- Stated exercise -
Locate the line that contains "For each instance of the smoke, set". Print it and every subsequent line through the final line of the records, exactly and only those.

— START Data shown —

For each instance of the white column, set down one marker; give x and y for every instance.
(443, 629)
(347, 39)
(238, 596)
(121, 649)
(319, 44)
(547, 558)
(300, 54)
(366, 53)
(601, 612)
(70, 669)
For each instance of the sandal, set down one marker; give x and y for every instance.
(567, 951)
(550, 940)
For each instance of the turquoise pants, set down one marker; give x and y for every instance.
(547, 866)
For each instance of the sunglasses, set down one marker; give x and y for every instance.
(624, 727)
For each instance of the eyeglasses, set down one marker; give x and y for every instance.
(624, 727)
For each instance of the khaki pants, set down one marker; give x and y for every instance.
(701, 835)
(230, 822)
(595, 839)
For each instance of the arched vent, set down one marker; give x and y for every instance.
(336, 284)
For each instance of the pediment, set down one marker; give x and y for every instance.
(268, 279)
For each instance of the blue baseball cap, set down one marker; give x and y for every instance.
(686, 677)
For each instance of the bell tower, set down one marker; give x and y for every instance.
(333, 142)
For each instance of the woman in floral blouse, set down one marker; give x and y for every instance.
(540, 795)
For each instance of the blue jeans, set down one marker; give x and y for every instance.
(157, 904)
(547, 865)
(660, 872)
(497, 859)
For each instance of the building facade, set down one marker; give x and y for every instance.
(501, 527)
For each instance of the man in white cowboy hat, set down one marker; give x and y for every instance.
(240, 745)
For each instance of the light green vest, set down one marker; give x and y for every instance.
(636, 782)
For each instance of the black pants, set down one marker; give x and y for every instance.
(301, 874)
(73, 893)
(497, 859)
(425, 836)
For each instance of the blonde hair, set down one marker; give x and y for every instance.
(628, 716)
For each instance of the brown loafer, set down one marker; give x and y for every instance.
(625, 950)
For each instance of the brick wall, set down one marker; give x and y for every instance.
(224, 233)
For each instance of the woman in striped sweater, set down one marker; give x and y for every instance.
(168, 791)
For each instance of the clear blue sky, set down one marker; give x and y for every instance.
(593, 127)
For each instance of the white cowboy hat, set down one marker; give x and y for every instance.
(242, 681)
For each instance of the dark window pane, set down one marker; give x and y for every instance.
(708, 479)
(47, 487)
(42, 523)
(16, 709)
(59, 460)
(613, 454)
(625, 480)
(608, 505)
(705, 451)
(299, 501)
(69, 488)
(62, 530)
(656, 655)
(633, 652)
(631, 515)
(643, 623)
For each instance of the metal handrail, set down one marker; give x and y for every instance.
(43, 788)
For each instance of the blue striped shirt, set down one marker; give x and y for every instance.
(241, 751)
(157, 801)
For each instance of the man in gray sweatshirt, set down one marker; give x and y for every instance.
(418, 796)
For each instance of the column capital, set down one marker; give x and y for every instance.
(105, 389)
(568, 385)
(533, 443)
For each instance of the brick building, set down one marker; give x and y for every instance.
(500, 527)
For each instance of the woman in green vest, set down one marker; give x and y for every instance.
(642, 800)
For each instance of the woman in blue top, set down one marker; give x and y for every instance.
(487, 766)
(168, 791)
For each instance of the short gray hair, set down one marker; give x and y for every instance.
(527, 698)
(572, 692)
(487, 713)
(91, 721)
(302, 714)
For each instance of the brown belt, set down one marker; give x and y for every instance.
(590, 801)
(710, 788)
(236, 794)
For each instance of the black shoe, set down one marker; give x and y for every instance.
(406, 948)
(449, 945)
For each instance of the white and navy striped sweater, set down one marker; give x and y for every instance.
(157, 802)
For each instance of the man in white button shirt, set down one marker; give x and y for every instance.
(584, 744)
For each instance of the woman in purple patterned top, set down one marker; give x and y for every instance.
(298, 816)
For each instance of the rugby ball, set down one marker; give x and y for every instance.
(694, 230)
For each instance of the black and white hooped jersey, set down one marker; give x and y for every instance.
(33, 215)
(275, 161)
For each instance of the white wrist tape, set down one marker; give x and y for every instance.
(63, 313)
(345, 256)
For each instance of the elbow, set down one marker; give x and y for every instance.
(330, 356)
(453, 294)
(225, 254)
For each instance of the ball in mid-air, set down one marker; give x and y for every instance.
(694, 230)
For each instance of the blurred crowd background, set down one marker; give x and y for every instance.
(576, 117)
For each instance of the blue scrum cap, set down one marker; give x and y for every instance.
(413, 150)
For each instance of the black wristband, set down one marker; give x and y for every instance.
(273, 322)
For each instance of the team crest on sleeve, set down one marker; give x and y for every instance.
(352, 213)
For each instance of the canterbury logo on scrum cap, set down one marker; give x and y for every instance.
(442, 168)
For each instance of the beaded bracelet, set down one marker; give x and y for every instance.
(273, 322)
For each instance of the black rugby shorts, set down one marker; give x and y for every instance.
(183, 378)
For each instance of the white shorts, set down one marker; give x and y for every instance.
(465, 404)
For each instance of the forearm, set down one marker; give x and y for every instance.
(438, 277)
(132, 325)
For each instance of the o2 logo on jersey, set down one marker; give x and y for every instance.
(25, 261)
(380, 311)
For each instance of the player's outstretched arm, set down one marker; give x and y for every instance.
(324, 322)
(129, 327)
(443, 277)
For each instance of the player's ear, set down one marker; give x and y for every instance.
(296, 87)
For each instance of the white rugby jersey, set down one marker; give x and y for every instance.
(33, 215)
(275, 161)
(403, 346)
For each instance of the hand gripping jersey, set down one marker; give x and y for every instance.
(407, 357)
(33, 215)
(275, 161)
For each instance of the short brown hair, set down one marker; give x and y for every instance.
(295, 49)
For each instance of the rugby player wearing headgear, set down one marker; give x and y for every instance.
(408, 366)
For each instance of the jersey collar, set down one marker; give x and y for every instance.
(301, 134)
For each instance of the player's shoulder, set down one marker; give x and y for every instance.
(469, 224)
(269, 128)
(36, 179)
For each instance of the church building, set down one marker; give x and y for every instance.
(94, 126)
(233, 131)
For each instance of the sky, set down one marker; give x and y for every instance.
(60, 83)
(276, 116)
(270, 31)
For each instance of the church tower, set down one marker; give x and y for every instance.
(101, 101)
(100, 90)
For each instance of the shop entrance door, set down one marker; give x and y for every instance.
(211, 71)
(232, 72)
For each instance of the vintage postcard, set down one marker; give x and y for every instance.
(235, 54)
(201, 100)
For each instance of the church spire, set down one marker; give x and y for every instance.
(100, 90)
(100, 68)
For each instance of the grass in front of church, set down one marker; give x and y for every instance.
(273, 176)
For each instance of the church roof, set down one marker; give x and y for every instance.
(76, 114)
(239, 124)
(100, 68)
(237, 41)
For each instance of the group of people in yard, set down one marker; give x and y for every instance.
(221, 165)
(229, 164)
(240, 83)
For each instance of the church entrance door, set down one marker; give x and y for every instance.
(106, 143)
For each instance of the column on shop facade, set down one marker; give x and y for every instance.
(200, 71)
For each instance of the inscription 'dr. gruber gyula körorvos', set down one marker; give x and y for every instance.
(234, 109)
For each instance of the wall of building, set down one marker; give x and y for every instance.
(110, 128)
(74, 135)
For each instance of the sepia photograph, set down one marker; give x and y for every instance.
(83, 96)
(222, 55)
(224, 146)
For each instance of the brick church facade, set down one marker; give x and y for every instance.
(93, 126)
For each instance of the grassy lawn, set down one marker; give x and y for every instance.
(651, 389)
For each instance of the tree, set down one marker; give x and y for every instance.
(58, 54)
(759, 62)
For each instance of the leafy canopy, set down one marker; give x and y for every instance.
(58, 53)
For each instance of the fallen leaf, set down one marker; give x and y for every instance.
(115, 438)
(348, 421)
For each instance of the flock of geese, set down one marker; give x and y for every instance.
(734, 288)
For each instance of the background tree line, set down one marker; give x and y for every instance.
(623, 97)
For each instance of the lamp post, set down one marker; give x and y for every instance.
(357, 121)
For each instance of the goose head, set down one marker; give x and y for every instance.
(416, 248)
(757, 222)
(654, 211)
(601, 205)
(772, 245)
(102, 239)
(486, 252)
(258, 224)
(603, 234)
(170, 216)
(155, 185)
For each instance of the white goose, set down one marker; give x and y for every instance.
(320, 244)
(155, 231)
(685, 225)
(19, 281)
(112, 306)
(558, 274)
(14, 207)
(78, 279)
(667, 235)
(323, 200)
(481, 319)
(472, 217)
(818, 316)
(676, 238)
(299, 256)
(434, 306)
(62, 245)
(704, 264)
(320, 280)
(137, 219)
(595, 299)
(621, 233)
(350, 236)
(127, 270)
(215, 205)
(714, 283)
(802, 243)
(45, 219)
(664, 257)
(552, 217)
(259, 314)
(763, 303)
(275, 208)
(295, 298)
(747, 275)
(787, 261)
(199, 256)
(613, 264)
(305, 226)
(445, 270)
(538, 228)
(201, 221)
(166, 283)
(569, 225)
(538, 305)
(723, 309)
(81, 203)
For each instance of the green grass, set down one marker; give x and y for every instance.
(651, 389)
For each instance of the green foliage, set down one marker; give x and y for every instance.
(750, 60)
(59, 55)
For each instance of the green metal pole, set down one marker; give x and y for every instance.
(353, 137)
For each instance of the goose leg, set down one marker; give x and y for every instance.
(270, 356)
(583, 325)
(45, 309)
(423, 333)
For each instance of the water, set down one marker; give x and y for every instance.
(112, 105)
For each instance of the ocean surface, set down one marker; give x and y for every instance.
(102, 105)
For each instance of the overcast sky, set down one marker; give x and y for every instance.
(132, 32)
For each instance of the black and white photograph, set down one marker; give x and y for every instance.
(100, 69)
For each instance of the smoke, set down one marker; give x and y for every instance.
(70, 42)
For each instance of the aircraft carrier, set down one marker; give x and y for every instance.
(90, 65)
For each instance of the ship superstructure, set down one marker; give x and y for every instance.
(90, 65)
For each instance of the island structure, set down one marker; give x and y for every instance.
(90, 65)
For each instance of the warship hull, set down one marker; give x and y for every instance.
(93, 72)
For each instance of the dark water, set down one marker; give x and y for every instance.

— END Data shown —

- Result of the task -
For each instance of the smoke, set down one marker; give x and y for every instance.
(70, 42)
For each instance of the aircraft carrier, set down one marker; give x and y for every instance.
(90, 65)
For each instance of the ship superstructure, set down one marker; give x and y for every instance.
(90, 65)
For each instance of the island structure, set down one marker; give x and y for every instance.
(90, 65)
For each instance of the warship hull, set down one marker; give x and y for every instance.
(93, 72)
For each instance of the dark water, set down one marker; give x and y for every instance.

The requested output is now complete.